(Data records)
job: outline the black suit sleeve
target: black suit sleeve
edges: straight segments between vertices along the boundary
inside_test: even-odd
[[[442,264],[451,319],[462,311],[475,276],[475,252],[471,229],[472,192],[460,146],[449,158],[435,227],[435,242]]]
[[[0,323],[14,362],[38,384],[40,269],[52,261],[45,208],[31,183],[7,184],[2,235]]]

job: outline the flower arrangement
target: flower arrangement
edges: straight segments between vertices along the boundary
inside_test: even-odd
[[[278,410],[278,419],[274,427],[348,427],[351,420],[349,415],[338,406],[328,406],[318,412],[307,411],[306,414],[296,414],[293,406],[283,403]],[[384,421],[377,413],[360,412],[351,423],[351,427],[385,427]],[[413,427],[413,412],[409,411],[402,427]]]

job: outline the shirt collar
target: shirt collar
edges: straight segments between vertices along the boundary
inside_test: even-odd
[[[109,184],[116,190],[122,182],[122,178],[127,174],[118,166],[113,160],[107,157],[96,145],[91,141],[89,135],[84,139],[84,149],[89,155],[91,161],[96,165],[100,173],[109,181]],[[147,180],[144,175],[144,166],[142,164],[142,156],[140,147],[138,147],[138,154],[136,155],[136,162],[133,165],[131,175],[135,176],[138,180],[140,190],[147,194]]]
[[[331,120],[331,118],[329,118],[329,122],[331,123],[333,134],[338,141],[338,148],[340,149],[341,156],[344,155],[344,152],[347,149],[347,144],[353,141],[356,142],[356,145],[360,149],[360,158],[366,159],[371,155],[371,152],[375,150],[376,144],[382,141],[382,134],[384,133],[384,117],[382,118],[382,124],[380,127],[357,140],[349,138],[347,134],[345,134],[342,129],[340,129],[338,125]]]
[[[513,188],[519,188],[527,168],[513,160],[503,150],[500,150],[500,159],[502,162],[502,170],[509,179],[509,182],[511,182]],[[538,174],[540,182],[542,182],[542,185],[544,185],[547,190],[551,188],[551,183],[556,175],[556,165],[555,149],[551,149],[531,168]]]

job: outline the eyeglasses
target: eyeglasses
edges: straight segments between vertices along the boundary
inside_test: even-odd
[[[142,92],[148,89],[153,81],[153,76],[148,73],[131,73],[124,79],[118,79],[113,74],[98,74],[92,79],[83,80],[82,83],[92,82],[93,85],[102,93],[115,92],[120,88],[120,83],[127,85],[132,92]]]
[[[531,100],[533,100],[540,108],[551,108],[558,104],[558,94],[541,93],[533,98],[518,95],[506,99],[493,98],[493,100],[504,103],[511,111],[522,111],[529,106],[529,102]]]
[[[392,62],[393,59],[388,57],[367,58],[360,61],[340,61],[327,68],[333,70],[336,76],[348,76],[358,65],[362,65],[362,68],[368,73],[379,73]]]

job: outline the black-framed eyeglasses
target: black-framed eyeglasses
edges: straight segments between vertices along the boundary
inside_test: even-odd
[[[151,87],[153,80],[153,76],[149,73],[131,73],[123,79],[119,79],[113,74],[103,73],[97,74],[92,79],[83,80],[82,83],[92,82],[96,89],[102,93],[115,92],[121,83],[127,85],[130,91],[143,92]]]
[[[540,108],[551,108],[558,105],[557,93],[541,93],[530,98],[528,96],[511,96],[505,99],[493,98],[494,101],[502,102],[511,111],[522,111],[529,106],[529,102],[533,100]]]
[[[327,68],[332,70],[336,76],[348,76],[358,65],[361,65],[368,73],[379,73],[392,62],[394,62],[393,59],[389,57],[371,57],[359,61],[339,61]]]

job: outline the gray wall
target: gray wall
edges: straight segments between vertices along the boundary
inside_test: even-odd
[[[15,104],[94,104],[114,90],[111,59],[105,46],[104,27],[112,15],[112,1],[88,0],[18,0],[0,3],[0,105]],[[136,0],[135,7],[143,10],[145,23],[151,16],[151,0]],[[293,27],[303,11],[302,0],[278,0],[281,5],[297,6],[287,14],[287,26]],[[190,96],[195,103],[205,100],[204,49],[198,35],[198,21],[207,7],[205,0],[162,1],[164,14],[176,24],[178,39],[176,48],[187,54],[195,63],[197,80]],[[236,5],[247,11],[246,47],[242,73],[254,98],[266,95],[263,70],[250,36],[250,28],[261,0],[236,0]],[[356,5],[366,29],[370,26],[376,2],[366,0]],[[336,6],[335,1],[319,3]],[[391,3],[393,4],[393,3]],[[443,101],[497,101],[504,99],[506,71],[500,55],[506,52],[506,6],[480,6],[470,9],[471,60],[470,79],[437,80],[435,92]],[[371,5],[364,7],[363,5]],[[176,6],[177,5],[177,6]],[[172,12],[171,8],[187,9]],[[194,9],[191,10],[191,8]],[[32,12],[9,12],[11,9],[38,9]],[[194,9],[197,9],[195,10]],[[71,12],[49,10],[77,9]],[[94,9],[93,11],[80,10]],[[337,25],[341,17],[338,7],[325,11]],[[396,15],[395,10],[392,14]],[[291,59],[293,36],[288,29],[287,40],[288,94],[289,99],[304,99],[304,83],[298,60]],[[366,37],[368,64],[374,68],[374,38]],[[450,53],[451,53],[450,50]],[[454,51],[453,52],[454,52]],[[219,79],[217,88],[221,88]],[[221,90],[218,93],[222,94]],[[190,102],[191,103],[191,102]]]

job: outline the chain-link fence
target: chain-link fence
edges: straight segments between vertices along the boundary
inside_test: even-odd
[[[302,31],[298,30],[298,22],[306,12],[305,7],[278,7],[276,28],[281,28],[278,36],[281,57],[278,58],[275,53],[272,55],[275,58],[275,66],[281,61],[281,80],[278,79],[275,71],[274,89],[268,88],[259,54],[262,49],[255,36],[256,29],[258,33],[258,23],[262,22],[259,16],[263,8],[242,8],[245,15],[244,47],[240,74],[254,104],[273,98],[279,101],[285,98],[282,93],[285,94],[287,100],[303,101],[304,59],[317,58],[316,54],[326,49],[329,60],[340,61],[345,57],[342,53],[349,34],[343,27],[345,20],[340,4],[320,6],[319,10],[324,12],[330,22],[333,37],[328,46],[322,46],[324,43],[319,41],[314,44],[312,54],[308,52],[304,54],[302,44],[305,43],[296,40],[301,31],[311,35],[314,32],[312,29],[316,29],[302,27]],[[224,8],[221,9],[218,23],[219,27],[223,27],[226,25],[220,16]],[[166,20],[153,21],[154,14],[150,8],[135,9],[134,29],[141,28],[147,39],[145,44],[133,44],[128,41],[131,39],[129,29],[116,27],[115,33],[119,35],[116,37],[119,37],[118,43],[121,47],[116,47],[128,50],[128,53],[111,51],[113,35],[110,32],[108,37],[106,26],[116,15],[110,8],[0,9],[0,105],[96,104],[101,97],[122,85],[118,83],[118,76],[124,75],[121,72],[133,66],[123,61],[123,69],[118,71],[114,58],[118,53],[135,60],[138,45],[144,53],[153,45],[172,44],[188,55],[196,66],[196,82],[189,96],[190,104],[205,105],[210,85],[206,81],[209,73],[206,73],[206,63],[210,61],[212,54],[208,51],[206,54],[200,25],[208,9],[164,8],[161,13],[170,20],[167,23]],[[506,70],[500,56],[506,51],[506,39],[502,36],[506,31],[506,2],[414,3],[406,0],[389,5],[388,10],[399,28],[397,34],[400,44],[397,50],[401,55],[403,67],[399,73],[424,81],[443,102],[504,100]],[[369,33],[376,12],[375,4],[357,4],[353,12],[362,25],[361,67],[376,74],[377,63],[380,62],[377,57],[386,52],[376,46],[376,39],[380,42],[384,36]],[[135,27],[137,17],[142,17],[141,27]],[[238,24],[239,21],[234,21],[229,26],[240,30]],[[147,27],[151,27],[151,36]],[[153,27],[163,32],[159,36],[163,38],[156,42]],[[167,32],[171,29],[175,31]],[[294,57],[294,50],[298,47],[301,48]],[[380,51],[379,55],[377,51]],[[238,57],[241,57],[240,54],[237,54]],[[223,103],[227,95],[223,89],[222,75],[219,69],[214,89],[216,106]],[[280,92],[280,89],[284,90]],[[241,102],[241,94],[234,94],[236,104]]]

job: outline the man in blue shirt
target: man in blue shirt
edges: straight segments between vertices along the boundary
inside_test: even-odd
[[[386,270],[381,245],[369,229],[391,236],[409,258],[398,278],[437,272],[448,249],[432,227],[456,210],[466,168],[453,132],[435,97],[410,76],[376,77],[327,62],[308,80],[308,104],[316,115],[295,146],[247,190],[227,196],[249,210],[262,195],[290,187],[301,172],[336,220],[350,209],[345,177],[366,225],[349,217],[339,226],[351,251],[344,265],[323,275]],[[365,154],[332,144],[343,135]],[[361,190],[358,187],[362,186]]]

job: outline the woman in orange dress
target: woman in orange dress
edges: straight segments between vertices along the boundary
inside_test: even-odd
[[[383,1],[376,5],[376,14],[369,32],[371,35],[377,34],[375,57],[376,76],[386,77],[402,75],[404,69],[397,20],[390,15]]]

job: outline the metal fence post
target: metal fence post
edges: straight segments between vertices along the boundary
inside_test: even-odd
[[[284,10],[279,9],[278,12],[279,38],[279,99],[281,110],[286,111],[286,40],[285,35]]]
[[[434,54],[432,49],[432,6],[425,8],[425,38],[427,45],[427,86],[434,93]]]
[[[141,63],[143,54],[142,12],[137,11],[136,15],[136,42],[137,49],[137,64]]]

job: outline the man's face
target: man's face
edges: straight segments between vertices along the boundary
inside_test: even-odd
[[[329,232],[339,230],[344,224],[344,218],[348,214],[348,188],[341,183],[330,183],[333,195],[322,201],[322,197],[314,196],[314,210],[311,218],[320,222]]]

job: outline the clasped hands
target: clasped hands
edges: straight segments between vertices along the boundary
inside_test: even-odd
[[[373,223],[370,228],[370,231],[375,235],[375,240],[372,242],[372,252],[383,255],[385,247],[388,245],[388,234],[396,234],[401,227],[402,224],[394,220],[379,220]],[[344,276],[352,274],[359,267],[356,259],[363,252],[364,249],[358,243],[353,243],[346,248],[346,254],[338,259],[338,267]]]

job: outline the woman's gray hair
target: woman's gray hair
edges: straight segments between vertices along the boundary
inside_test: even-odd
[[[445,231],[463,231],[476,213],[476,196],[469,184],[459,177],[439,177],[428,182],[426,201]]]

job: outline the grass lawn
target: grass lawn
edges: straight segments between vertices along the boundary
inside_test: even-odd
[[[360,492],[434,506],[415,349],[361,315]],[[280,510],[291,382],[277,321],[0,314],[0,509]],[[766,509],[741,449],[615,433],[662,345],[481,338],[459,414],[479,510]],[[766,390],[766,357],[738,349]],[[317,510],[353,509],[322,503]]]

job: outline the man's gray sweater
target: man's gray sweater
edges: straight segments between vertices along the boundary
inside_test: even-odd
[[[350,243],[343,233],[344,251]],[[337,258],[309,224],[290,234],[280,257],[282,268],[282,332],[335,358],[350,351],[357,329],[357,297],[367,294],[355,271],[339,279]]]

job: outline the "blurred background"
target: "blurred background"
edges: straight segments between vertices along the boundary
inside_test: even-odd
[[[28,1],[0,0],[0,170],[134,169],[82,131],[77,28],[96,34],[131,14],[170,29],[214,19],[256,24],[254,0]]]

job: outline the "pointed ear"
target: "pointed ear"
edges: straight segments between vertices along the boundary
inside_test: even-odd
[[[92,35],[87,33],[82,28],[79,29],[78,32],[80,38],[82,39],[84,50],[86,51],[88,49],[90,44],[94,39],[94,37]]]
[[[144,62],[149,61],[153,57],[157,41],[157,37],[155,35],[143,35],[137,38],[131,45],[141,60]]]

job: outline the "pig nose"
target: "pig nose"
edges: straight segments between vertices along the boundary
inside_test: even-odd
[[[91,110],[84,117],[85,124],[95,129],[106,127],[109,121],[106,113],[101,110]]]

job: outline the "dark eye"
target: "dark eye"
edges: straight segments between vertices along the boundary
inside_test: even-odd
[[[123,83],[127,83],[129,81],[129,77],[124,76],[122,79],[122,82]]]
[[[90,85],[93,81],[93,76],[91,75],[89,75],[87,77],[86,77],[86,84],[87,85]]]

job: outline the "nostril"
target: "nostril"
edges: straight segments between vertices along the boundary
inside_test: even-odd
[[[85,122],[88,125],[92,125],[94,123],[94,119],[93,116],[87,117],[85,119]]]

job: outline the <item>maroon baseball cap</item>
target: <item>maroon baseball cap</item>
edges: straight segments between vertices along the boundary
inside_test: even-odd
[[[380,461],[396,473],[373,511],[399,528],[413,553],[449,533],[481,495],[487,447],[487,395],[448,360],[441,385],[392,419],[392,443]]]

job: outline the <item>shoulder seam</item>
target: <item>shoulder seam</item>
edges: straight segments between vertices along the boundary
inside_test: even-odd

• Your task:
Copy the items above word for word, from the line containing "job: outline the <item>shoulder seam</item>" down to the last line of the items.

• Task solution:
job: outline the <item>shoulder seam</item>
target: <item>shoulder seam</item>
edges: straight segments between vertices along the boundary
inside_test: even-odd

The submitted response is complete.